**EXCERPT:**
== Segment start ==

# Grinding pulsating noise!!



## Gritts (Jan 23, 2011)

Sounds like the ABS pump. It shouldn't make that noise that often. 

1. Check the brake fluid level and if low check for brake fluid leaks.
2. The pump could be bad or 
3. One of the wheel speed sensors could be bad causing the ABS pump to cycle.


----------



## 619CRUZN (Jul 18, 2011)

It sounds like if there was a cricket under the hood making a grinding noise that you can feel in the petal. 
Either when its in park or in gear it starts rumbling almost. 
I took it in to my dealer and got a call back saying that the problem was normal, when a couple days prior I took it for a ride with one of the techs and he said, "oh wow, yeah that is not normal, it should not be doing that". 
ERRR. :angry:
So I talked to the service manager and he had my compressor replaced, but a couple days later, the noise was back and in full force. 
It almost sounds like there is metal to metal grinding with a short break in between. 

To hear the noise loud and clear the radio must be off as well as the AC. The noise is most prevalent whehttp://www.cruzetalk.com/forum/#n on idle or going 5-10 mph.

Taking it in again for the 3rd time. I will let you guys know when I get my car back.


----------



## Aeroscout977 (Nov 25, 2010)

Did they tell you why the A/C compressor was replaced? Just curious on what diagnostics lead to it needing replaced. If a desiccant bag let go and the system wasn't completely cleaned it could lead to the second failing as well.


Sent from my Autoguide iPhone app


----------



## Dale_K (Jul 16, 2011)

Does the noise go away when you turn on the A/C (doesn't need to be on full blast)? I have a repetitive noise that's coming from the A/C system. The dealer replaced my compressor but it didn't fix the noise. They said they called GM but if the new compressor didn't solve it GM didn't have a solution.


----------



## 619CRUZN (Jul 18, 2011)

They said they honestly did not know what the problem was. I showed them a few other threads off this forum where others mentioned getting their compressors replaced and it it either fixed the problem or somewhat diminished the loudness, and because of that he said we could give it a shot. 
I simply was happy enough with them trying and not tell me it was normal. 
I just went out and put my ear by the AC vent inside the car as i accelerated and the screeching got faster, and as i took my foot off the pedal it went back to the repetitive pulsating grind. 
I can feel the vibration on the steering wheel and the pedal. 

I


----------



## 619CRUZN (Jul 18, 2011)

Its harder to tell if the pulsing vibration is there when the AC is on, i believe it is, but the AC makes its own separate noise.


----------



## 70AARCUDA (Nov 14, 2010)

...replacing the AC-compressor sounds like a _"...shotgun..."_ approach to the problem.


----------



## Gritts (Jan 23, 2011)

619CRUZN said:


> It sounds like if there was a cricket under the hood making a grinding noise that you can feel in the petal.
> Either when its in park or in gear it starts rumbling almost.
> I took it in to my dealer and got a call back saying that the problem was normal, when a couple days prior I took it for a ride with one of the techs and he said, "oh wow, yeah that is not normal, it should not be doing that".
> ERRR. :angry:
> ...


Once upon a time I would have assumed this noise would be caused by the serphentine belt. The Cruze has so many new innovations which translate into new things that can go wrong. This noise seems to be common to many threads on this forum.

== Segment end ==

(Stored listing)
== Segment start ==

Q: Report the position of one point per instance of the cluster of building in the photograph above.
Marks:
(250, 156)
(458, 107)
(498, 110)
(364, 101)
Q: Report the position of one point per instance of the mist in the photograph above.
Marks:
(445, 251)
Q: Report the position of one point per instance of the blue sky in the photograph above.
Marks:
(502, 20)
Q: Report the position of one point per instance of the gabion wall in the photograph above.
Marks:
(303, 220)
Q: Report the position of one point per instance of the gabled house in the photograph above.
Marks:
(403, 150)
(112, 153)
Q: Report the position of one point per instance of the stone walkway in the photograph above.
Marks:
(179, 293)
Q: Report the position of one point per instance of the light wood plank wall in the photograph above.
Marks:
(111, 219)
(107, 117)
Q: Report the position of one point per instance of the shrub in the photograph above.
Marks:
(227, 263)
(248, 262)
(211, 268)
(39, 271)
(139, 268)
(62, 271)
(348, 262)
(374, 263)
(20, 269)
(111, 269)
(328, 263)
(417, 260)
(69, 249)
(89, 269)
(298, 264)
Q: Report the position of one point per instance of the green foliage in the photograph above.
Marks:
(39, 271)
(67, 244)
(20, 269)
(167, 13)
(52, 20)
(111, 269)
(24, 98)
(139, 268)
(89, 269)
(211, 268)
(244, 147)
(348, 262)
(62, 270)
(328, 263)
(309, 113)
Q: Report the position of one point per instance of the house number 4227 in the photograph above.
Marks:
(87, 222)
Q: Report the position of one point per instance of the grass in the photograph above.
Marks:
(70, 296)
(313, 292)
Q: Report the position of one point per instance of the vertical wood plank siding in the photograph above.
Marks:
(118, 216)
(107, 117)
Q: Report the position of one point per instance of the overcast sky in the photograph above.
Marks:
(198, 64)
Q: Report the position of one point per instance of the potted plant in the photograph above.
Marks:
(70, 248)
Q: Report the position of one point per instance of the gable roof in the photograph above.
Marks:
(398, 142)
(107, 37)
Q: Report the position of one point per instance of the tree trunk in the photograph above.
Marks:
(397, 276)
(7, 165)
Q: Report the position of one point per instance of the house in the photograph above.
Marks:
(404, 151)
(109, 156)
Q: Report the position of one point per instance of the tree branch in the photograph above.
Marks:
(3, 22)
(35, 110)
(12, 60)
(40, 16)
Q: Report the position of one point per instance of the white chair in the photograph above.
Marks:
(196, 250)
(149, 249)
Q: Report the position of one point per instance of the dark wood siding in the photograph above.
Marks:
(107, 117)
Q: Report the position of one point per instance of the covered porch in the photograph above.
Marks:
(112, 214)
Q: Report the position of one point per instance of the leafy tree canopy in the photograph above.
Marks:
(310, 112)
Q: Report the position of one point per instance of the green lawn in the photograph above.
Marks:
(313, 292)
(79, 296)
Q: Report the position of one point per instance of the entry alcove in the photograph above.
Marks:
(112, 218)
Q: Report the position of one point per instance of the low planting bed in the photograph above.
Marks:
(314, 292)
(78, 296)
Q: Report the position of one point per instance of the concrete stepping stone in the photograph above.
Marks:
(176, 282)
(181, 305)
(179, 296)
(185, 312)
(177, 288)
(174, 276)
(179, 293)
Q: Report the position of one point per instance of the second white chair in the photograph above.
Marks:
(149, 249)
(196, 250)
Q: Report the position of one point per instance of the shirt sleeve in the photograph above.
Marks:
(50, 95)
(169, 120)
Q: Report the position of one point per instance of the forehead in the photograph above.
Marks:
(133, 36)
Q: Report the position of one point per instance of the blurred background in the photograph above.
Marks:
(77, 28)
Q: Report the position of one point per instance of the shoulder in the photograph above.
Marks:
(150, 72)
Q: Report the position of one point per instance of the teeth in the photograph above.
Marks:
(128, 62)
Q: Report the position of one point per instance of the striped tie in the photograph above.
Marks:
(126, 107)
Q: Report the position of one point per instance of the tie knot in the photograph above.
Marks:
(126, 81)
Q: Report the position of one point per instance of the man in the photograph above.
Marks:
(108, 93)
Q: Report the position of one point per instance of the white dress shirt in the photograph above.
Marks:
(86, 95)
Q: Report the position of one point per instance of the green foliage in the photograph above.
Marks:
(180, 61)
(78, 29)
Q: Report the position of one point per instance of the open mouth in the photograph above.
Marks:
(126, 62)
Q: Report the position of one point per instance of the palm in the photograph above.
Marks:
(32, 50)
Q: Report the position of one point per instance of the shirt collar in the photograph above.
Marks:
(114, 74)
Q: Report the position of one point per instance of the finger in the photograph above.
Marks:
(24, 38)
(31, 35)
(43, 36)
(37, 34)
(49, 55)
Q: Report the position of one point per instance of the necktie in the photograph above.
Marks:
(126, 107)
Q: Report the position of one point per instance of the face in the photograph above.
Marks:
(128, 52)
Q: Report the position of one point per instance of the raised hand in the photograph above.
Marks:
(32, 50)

== Segment end ==

**PARTS OF THE EXERCISE:**
A) Decide whether each statement agrees with the thread about the grinding noise, answering yes or no and quoting the words of the thread that settle it.
(i) After the first visit, the dealer called back and said the problem was normal.
(ii) Once 619CRUZN's compressor was replaced, the noise stopped for good.
(iii) Dale_K's dealer got rid of the noise by replacing the compressor.
B) Write the next part of the thread about the grinding noise, starting after its final sentence.
Nothing in the listing is required here.

**LIST OF ANSWERS:**
A)
(i) Yes: "got a call back saying that the problem was normal"
(ii) No: "a couple days later, the noise was back and in full force."
(iii) No: "The dealer replaced my compressor but it didn't fix the noise."

B)
----------



## Dale_K (Jul 16, 2011)

On my car, the sound is very noticeable when you place a large screwdriver as a stethoscope against any metal component in the refrigeration system. You can hear it as a loud rumbling, roaring sound. It doesn't do it on a cold start, but only happens when the engine area gets warmed up to operating temperature. If I turn on the A/C, even at the very lowest setting for the fan and a mild setting on the temperature dial, the sound stops almost instantly. The pulses are about 1/2 second apart at idle and are the loudest sound coming from the car - louder than the exhaust or valves or belt system. When they're at their worst (hotter under hood temps) they almost become a squeak. You can't hear it driving, only when stopped or almost stopped. It doesn't seem to affect A/C operation because the A/C cools adequately. 

At first I thought my car's A/C clutch might be defective because the central part of the A/C pulley spins all the time, even when the A/C isn't turned on, but the more I looked at it I decided the Cruze doesn't have a clutch on the A/C pulley. I looked at another 1.8 Cruze at the dealer and it seemed to operate the same way. It didn't make the noise, though. I was sure the A/C compressor was the culprit, that somehow the variable displacement system wasn't going to zero when the A/C is turned off. My theory was the compressor was working against a closed circuit and the pulse was some kind of internal relief valve. Apparently not, since the noise is exactly the same after the compressor was replaced.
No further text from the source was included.